8. EXPENSES. All expenses incurred by the Company in complying with
Sections 4, 5 or 6, including, without limitation, all registration and filing
fees, printing expenses, fees and disbursements of counsel and independent
public accountants for the Company, fees and expenses (including counsel fees)
incurred in connection with complying with state securities or "blue sky" laws,
fees of the National Association of Securities Dealers, Inc., transfer taxes,
fees of transfer agents and registrars, costs of insurance and fees and
disbursements of one counsel for the sellers of Registrable Stock (who shall be
selected by the selling holders of Restricted Stock), but excluding any Selling
Expenses, are called "Registration Expenses." All underwriting discounts and
selling commissions applicable to the sale of Registrable Stock are called
"Selling Expenses." The Company will pay all Registration Expenses in connection
with all registration statements under Sections 4, 5 or 6.
Notwithstanding the foregoing, if a registration statement pursuant to
Sections 4 or 6 is withdrawn at the request of the stockholders requesting such
registration (other than as a result of information concerning the business or
financial condition of the Company which is made known to such holders after the
date on which such registration was requested) and if such requesting
stockholders elect not to have such registration counted as a registration
requested under Section 4, the requesting stockholders shall pay the
Registration Expenses of such registration pro rata in accordance with the
number of shares of Restricted Stock owned by them included in such registration
statement.

WHAT IS ASKED: According to the expenses clause, what are underwriting discounts and selling commissions applicable to the sale of Registrable Stock called? The data that follows is not needed for anything here.

DATA PROVIDED:
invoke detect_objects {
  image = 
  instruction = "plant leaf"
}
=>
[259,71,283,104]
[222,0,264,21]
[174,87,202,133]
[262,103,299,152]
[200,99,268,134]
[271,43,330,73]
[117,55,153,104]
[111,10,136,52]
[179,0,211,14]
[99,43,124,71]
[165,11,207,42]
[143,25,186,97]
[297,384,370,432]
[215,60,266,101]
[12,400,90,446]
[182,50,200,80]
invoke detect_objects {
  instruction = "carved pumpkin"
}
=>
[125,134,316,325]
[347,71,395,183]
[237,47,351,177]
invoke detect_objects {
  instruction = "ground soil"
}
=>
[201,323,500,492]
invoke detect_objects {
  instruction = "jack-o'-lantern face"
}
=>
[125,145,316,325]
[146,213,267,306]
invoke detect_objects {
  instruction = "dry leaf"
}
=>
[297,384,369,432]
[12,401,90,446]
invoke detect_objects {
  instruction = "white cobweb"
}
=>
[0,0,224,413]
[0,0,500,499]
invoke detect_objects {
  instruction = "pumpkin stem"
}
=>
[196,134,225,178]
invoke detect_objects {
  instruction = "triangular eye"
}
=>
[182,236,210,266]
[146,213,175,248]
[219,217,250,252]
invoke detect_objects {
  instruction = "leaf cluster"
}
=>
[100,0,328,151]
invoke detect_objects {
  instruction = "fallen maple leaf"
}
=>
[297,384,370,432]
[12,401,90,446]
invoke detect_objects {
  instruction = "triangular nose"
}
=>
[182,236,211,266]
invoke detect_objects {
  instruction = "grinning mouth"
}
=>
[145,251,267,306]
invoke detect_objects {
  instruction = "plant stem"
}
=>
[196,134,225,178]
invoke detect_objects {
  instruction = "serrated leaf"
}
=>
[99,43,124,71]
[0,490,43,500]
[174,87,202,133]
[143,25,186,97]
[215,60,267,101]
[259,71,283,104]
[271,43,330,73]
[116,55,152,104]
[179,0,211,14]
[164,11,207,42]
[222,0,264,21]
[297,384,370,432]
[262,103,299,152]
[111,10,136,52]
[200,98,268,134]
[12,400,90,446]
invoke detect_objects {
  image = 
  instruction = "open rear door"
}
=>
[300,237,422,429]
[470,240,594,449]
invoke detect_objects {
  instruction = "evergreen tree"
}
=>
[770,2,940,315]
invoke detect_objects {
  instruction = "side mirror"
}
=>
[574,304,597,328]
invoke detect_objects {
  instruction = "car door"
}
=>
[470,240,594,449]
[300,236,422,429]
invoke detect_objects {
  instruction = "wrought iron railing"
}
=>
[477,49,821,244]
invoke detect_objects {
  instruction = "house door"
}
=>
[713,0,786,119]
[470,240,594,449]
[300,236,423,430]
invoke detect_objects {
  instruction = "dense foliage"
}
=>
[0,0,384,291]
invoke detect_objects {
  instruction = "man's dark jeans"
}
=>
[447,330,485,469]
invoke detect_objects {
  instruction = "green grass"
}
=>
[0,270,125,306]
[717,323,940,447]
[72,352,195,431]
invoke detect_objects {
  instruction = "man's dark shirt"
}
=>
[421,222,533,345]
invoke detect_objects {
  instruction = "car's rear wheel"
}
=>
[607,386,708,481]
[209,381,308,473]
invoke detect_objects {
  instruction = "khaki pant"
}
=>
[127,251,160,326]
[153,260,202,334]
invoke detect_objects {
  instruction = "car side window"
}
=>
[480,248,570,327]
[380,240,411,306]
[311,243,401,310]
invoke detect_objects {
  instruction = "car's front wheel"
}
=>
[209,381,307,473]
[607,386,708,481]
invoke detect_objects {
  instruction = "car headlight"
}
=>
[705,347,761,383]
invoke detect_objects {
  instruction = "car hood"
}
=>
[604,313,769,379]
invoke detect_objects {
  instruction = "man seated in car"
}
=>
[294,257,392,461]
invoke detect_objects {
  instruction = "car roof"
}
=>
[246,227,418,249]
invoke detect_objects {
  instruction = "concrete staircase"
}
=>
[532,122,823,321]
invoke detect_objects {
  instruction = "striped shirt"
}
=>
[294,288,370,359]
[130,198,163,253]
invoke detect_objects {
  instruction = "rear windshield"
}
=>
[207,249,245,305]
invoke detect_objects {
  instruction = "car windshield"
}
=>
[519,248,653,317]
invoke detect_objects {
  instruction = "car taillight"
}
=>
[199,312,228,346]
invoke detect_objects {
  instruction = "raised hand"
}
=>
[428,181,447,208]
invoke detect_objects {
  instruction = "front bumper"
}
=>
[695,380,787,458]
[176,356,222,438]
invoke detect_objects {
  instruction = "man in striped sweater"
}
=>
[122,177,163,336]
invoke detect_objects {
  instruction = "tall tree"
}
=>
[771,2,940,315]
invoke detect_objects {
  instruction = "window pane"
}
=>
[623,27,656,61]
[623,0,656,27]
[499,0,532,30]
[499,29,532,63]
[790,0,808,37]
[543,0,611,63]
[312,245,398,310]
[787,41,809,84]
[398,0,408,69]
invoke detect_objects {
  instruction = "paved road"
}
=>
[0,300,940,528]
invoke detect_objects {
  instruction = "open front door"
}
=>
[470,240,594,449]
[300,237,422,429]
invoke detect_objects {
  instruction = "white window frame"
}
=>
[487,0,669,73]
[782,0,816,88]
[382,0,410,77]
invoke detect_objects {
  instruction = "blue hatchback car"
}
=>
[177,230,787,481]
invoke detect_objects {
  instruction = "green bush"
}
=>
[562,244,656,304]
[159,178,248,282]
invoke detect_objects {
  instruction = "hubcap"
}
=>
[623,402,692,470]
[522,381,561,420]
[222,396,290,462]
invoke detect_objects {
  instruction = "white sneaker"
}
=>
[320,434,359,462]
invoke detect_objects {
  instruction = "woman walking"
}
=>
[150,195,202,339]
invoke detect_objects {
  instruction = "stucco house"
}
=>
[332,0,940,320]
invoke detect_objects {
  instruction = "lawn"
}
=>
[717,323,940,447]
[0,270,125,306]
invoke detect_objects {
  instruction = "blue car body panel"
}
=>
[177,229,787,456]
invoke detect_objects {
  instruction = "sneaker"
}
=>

SOLUTION TO THE PROBLEM: They are called "Selling Expenses."